Repeat every record below exactly as it appears.

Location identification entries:
──────────

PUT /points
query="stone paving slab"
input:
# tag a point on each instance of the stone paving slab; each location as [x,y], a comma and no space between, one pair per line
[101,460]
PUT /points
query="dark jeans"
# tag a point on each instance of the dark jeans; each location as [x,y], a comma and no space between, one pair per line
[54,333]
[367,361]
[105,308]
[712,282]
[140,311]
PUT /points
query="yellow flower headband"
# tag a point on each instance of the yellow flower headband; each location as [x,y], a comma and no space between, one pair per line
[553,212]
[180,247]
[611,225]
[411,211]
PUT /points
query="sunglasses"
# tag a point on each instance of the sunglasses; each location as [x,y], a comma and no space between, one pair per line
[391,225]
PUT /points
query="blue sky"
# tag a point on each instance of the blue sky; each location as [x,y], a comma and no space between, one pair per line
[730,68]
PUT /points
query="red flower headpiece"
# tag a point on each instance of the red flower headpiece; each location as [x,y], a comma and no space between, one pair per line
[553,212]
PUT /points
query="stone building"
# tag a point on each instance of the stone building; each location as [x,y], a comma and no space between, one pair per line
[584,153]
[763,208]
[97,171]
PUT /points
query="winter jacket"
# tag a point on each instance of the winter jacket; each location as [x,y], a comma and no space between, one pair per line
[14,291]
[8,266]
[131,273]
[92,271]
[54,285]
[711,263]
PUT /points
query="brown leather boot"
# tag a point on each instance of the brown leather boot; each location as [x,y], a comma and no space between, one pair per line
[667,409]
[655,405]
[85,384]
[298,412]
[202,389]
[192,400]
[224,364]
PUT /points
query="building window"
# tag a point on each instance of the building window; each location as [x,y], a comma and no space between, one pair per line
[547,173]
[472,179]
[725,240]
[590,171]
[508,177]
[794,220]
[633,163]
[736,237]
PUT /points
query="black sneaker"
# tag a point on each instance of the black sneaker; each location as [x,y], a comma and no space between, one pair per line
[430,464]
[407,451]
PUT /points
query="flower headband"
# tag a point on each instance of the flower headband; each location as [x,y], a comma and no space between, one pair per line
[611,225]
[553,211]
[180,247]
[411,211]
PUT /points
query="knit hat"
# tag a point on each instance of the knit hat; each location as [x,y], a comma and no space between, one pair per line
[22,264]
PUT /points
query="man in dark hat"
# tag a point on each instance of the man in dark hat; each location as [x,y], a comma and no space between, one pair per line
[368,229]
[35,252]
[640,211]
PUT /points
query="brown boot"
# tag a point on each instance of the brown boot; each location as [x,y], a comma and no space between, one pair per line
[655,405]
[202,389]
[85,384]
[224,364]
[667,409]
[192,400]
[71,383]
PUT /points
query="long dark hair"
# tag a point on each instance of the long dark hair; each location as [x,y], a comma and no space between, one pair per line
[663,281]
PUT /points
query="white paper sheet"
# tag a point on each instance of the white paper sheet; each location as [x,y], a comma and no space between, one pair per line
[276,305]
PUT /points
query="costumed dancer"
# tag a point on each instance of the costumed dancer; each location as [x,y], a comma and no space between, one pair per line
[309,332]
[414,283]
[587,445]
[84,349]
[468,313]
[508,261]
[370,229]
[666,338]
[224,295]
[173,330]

──────────

* [FINISHED TASK]
PUT /points
query="stone paving slab"
input:
# tag a point on each instance of the stone paving slab; each location as [x,y], a comma and no space between, one pair per line
[101,460]
PUT /points
query="dark jeans"
# tag a point on each instance of the dark jeans; each location as [x,y], a comma and no space between, one pair per line
[54,333]
[367,361]
[105,308]
[712,282]
[140,311]
PUT /points
query="yellow flower headband"
# tag a point on each instance of the yellow flower headband; each location as [x,y], a comma and no space between, one pair per line
[553,212]
[180,247]
[611,225]
[411,211]
PUT /points
query="sunglasses"
# tag a point on each instance of the sunglasses; each location as [x,y], a comma and no space between, one pair per line
[391,225]
PUT /points
query="blue sky"
# tag a point on each instance of the blue sky; each location as [x,y], a comma and no space between, one pair per line
[730,68]
PUT /points
query="red flower headpiece"
# tag a point on each instance of the red flower headpiece; each location as [x,y], a comma and no space between, one pair per line
[553,212]
PUT /points
query="stone building"
# tag a point on each instance of the stone building; each location as [x,y], a comma and no space between, one pair per line
[584,153]
[763,208]
[97,171]
PUT /points
query="winter jacket"
# tag a point on each instance of the winter jacket; each location as [x,y], a comma and no space between, one pair per line
[14,291]
[8,266]
[131,273]
[92,271]
[54,285]
[711,263]
PUT /points
query="brown leather boot"
# tag a point on each instance of the brown leather boot; each location as [x,y], a comma and no space between, one pair per line
[667,409]
[655,405]
[85,384]
[298,412]
[202,389]
[192,400]
[224,364]
PUT /points
query="building window"
# tag a point on each instance of the building window; each location as [x,y], a comma and no space between, one pair per line
[547,173]
[472,179]
[725,240]
[590,171]
[508,177]
[794,220]
[633,163]
[736,237]
PUT /points
query="black sneaker"
# tag a point on each instance of the black sneaker; each location as [x,y], a comma and no space between, one pair per line
[430,464]
[407,451]
PUT /points
query="flower headband"
# tag a point on each instance of the flower headband; each location as [x,y], a comma and no space between, one pair per line
[611,225]
[553,211]
[180,247]
[411,211]
PUT /points
query="knit hat"
# tag a point on each instance of the knit hat; each location as [x,y], a comma and no space between, one pair per line
[22,264]
PUT /points
query="man in dark hat"
# tag a point on each instance of the man in dark hat; each location as [x,y], a comma and no space between, one pair per line
[368,229]
[35,252]
[640,211]
PUT /points
query="brown boot"
# tag a point on each instance of the brown boot; each location as [x,y], a comma and no space between, one pair per line
[655,405]
[202,389]
[85,384]
[224,364]
[667,409]
[192,400]
[71,383]
PUT /points
query="long dark hair"
# tag a point on each instance of the long dark hair; each location as [x,y], a comma and no space between, one pair per line
[663,281]
PUT /points
query="white paper sheet"
# tag a point on each instance of the white paper sheet; each location as [x,y], a comma and no space between, one pair per line
[276,305]
PUT /points
query="costumed dancer"
# tag a point on each instance of the costumed dancer; each location as [x,y], a comma and no space between, one pair per line
[309,332]
[414,283]
[587,445]
[84,349]
[468,313]
[508,261]
[370,229]
[666,338]
[224,295]
[173,330]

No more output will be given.